> _Extracted information_
▶
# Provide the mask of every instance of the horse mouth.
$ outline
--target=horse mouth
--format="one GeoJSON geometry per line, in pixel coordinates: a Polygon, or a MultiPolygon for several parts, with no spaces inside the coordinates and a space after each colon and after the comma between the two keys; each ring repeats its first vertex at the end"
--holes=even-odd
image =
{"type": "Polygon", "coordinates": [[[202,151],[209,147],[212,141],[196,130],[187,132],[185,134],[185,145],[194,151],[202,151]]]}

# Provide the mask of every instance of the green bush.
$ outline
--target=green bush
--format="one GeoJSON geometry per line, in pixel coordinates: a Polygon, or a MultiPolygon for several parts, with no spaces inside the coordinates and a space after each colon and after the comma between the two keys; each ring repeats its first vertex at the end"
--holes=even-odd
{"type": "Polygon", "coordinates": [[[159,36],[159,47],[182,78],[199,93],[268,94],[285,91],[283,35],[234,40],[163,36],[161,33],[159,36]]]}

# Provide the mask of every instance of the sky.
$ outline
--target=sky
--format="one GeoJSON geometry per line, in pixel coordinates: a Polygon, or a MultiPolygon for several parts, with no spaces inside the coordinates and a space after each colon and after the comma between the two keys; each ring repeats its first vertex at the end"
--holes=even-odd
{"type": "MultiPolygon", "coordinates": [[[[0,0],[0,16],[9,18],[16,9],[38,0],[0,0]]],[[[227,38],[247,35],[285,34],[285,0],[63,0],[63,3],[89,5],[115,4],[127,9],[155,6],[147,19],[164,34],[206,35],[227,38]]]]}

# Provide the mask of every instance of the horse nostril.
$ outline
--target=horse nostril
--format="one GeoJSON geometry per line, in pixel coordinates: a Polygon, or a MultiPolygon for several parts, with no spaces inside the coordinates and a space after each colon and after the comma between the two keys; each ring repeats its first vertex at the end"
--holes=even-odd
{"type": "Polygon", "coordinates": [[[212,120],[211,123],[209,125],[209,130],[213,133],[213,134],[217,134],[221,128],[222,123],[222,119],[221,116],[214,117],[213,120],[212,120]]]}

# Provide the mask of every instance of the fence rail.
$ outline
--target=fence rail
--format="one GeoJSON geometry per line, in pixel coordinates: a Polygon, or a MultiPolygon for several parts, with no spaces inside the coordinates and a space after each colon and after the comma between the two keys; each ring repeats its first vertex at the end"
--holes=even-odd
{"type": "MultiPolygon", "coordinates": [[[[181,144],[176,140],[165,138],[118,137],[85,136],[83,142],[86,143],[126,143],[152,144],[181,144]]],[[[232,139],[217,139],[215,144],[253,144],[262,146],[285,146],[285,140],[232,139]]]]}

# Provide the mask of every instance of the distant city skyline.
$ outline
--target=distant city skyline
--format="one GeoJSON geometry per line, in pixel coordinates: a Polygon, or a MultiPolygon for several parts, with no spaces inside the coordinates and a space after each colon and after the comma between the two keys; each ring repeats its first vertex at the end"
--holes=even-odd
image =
◀
Rewrite everything above with each "mask" changed to "silhouette", leaving every other character as it is.

> _Solution_
# Provide the silhouette of every instance of the horse mouth.
$ outline
--target=horse mouth
--format="one GeoJSON geometry per line, in pixel coordinates: a Polygon, or a MultiPolygon for several parts, with no spaces inside the coordinates and a space after each colon and after the comma between the two keys; each ring repeats its first vertex at the end"
--holes=even-odd
image =
{"type": "Polygon", "coordinates": [[[202,151],[209,147],[212,141],[196,130],[187,132],[185,134],[185,145],[194,151],[202,151]]]}

# Provide the silhouette of every instance of the green bush.
$ outline
--target=green bush
--format="one GeoJSON geometry per line, in pixel coordinates: a Polygon, or a MultiPolygon for several parts, with no spaces inside the coordinates and a space after each colon and after the comma between the two keys; each ring repeats its first vertex at the end"
--holes=even-odd
{"type": "Polygon", "coordinates": [[[159,36],[159,47],[182,78],[199,93],[268,94],[285,91],[283,35],[234,40],[163,36],[161,33],[159,36]]]}

# Provide the silhouette of every instance of the sky.
$ outline
--target=sky
--format="one GeoJSON geometry per line, in pixel coordinates: a Polygon, or a MultiPolygon for several parts, with no spaces inside the coordinates and a space after each colon and after the comma between the two keys; each ring repeats its first vertex at the end"
--holes=even-odd
{"type": "MultiPolygon", "coordinates": [[[[0,0],[0,16],[9,18],[16,9],[38,0],[0,0]]],[[[227,38],[247,35],[285,34],[285,0],[63,0],[63,3],[89,5],[115,4],[127,9],[155,6],[147,19],[164,34],[206,35],[227,38]]]]}

# Provide the silhouette of every instance of the horse nostril.
$ outline
--target=horse nostril
--format="one GeoJSON geometry per line, in pixel coordinates: a Polygon, or a MultiPolygon for several parts, with no spaces inside the coordinates and a space after each colon and after the comma between the two keys; each ring repeats its first vertex at the end"
--holes=even-odd
{"type": "Polygon", "coordinates": [[[212,120],[211,123],[209,125],[209,130],[213,133],[213,134],[217,134],[221,128],[222,123],[222,119],[221,116],[214,117],[213,120],[212,120]]]}

# Provide the silhouette of every instance of the fence rail.
$ outline
--target=fence rail
--format="one GeoJSON geometry per line, in pixel coordinates: a Polygon, or a MultiPolygon for several parts, with no spaces inside the coordinates and a space after each colon and after the comma between the two keys; each ring repeats its first vertex at the end"
--holes=even-odd
{"type": "MultiPolygon", "coordinates": [[[[181,144],[176,140],[165,138],[118,137],[85,136],[83,142],[86,143],[126,143],[152,144],[181,144]]],[[[232,139],[217,139],[215,144],[253,144],[262,146],[285,146],[285,140],[232,139]]]]}

# Provide the silhouette of every instance of the distant city skyline.
$ outline
--target=distant city skyline
--format="one GeoJSON geometry per line, in pixel coordinates: a Polygon, or a MultiPolygon for several parts, with no spaces inside the coordinates and a space after each colon and after the comma between the two keys; each ring repeats its first vertex at the end"
--holes=even-odd
image =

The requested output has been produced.